# REQUISITOS
Prolonga, por favor, el texto sobre el Mar Menor en primavera a partir de su última oración.

# BLOQUE DE TEXTO
·····

Texto y fotos La Medusa Paca. Copyright ©

martes, 18 de febrero de 2014 in

Mar, primavera luminosa y salina





Mar, primavera luminosa y salina

Decían, era verdad y así rezaba o lo publicitaban cuando España era diferente que: “el Mar Menor de primavera es luminoso y salino, azul por los cuatro costados y vivo como el color de la retama”. Es por eso por lo que ya deseo acercarme a verlo y comprobar cómo sus pueblos son retazos de nostalgia colgados en la calígine pesada de una siesta de agosto. Pueblos de silla de anea y tertulia nocturna. De veraneos eternos a la sombra de un toldo liso, sin rayas y tintado al color de botella de butano, también rayado de azules marinos y blancos de sal. De modorras sesteadas y partidas de mus para los norteños y dominó para los sureños. De brisa marina que refresca el aire espeso de la tarde cuando ya los claroscuros del ocaso pintan la laguna de destellos bermellones y almagres. Por la mañana, las calles son como un patio fresco recién regado, apto para el saludo y el reparo mañanero, para ir a comprar pescado o churros al quiosco, allí en la explanada. Cuando ya han sonado las diez en el carrillón de esa iglesia privilegio de la pequeña ciudad llamada del Aire y cuando el sopor de la temperatura comienza aletargar voluntades, mi calle costera brujulea hacia el saliente y se convierte en cauce de una ríada de niños con cubos y palas y familias con sombrillas en busca de esa inmensidad que es el Mar Menor. Por la noche cambian los actores, pero no el escenario, y esas mismas calles pasan a ser terraza animada, proscenio de una vida que se hace en la calle, a cielo abierto, en torno a una conversación, a una cena, hasta que el aroma lozano de la madrugada anuncia que la jornada ha terminado y que, aunque sea un poco, algo habrá que dormir.

·····

# DATOS SIN PROCESAR

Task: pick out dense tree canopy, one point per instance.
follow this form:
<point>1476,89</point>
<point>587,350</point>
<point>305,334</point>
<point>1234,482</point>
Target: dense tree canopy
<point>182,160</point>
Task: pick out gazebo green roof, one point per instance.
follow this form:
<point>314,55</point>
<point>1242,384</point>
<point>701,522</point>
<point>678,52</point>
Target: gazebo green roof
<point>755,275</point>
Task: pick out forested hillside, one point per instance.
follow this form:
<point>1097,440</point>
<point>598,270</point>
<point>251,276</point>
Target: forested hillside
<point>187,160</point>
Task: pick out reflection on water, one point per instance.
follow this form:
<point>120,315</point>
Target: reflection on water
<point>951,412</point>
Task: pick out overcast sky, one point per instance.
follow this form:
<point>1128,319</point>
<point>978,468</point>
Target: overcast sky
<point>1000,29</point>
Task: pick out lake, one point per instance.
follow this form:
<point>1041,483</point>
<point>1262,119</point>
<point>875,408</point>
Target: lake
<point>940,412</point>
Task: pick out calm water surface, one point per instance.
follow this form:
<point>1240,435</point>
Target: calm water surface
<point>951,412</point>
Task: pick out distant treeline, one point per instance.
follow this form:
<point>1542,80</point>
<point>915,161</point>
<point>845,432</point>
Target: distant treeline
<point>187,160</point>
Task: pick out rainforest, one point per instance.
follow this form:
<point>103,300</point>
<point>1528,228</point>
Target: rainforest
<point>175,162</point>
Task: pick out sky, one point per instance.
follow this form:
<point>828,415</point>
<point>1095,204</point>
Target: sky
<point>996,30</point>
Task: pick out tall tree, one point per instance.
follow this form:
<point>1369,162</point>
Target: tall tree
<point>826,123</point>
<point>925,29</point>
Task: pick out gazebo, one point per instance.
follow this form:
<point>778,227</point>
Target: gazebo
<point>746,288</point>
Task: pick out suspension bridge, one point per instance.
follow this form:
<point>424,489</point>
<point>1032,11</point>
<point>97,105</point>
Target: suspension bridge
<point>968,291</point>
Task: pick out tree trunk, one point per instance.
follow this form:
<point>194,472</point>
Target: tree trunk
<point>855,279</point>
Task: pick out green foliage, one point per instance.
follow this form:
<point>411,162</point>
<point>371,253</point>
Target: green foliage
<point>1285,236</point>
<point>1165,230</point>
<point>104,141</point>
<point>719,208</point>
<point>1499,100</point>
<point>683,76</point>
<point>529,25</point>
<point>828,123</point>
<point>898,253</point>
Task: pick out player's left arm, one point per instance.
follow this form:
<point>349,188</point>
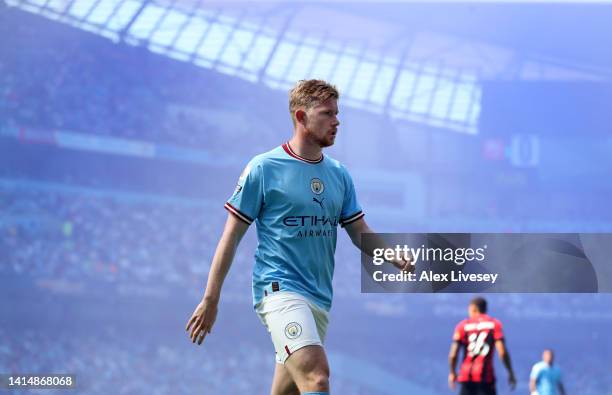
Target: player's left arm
<point>452,364</point>
<point>357,228</point>
<point>504,355</point>
<point>561,388</point>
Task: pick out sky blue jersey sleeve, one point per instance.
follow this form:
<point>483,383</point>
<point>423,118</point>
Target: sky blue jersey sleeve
<point>247,199</point>
<point>351,210</point>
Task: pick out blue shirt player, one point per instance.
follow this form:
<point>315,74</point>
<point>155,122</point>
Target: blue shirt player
<point>297,197</point>
<point>545,378</point>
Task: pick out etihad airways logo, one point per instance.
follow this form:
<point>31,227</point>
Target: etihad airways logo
<point>310,220</point>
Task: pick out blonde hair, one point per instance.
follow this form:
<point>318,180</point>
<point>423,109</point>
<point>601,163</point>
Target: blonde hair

·····

# RESPUESTA
Y es entonces cuando sentado a la sombra de la casa contemplo la que dicen es la mayor laguna salada. Y me envuelvo en ese sueño de arena y salitre, islotes y viento. Y me viene el anhelo de un deseo. Mar calma, aura pálida, que me conduce al despunte de cinco peñascos, Perdiguera, Redondela, Ciervo, Mayor y Sujeto, eruptivos hocicos de animales mitológicos que descansan su panzuda figura bajo las cálidas aguas. Y me acuerdo de aquel refrán popular que me recordó aquel anciano pescador pinatarense. “Algo tendrá el agua cuando la bendicen”. Vale.